EXCERPTED DATA:

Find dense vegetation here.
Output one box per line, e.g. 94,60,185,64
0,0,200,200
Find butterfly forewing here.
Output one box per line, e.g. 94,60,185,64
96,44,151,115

TASK TO CARRY OUT: Rewrite the data above, replacing "Output one box per line" with "Give one box on each line" wherever it appears and leaving everything else unchanged.

CORRECT ANSWER:
Find dense vegetation here.
Give one box on each line, e.g. 94,60,185,64
0,0,200,200
Find butterfly forewing here.
Give one box on each line, e.g. 94,60,185,64
96,44,151,115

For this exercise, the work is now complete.